**Exercise description**
State the number of lines that hold "tree" in the records below, with no other words.
=== Section Start ===
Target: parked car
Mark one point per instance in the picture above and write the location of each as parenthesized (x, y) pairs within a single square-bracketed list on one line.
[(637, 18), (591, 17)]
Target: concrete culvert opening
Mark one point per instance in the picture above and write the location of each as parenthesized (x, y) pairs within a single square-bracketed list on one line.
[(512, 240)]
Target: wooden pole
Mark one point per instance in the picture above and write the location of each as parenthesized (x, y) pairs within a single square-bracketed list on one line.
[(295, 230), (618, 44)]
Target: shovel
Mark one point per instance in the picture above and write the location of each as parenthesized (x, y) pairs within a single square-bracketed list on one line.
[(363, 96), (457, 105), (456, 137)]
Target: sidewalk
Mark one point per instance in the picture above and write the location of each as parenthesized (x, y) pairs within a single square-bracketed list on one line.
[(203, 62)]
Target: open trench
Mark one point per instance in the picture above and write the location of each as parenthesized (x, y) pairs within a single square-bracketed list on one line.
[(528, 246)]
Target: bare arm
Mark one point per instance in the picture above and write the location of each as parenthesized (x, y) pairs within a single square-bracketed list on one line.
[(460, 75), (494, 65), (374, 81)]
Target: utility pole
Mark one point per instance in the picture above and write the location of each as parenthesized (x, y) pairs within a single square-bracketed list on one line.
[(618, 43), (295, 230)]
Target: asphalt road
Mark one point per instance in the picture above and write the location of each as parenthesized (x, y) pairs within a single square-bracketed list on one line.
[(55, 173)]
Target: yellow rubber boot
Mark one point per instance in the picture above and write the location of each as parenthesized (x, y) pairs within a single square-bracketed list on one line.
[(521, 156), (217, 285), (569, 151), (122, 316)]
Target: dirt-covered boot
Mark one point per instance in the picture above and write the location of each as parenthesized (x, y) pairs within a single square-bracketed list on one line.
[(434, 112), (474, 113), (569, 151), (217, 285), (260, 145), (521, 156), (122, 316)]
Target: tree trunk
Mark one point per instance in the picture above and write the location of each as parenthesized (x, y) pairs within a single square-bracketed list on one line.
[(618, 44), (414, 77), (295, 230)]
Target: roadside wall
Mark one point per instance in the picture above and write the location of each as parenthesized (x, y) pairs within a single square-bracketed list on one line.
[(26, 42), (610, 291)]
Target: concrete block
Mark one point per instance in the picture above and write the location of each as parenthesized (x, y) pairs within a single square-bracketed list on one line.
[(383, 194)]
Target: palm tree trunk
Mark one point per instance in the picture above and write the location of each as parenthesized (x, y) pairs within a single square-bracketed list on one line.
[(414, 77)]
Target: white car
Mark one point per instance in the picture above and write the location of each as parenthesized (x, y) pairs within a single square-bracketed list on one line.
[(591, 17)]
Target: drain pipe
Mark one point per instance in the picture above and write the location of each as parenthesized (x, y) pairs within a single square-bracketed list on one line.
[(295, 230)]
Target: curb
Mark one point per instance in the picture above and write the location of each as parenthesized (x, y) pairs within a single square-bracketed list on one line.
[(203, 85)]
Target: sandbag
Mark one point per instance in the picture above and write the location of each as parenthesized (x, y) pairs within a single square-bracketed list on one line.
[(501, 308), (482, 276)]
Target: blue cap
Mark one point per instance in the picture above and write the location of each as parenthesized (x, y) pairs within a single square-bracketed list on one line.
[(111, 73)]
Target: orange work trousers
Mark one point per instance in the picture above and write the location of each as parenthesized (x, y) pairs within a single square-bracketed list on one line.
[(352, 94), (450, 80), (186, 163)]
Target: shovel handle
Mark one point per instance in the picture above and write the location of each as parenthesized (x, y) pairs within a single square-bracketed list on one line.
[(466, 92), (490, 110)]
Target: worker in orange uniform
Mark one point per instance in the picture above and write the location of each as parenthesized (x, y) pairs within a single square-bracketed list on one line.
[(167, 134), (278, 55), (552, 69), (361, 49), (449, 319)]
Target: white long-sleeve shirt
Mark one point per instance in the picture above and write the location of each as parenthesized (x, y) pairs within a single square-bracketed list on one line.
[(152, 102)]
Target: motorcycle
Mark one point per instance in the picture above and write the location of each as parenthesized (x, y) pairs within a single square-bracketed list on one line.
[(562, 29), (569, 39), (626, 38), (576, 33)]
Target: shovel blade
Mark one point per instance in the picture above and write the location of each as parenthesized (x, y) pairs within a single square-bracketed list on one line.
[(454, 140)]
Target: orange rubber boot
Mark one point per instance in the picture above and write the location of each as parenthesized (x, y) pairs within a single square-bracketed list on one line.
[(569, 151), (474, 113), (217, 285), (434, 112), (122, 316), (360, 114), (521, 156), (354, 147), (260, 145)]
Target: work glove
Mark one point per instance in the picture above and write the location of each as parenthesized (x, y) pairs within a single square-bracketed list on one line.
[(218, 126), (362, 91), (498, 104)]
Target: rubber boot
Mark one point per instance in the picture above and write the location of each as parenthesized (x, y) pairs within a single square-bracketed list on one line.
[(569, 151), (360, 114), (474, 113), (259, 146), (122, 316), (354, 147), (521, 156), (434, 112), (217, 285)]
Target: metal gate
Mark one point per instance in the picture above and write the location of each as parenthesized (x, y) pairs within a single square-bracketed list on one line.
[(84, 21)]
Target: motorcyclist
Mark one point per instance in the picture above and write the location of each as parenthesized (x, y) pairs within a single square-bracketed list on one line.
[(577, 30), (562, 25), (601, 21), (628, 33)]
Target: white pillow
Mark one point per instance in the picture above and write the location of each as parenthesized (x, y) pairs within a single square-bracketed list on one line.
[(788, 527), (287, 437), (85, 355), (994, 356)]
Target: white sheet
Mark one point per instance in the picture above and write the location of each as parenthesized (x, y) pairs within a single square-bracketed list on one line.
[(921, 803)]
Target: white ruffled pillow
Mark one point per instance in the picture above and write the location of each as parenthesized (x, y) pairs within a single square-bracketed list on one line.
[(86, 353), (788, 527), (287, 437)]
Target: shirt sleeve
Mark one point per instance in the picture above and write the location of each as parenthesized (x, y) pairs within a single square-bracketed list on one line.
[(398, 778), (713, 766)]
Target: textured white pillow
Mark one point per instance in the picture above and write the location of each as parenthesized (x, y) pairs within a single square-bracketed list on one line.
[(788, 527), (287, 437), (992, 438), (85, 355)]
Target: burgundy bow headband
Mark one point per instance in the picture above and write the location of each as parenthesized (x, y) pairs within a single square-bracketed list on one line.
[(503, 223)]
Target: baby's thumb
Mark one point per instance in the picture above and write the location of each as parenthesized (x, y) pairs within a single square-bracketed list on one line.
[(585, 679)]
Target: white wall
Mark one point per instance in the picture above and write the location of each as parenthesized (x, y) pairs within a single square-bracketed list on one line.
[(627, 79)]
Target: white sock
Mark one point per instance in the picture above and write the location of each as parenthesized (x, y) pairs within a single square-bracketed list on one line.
=== Section End ===
**Result below**
2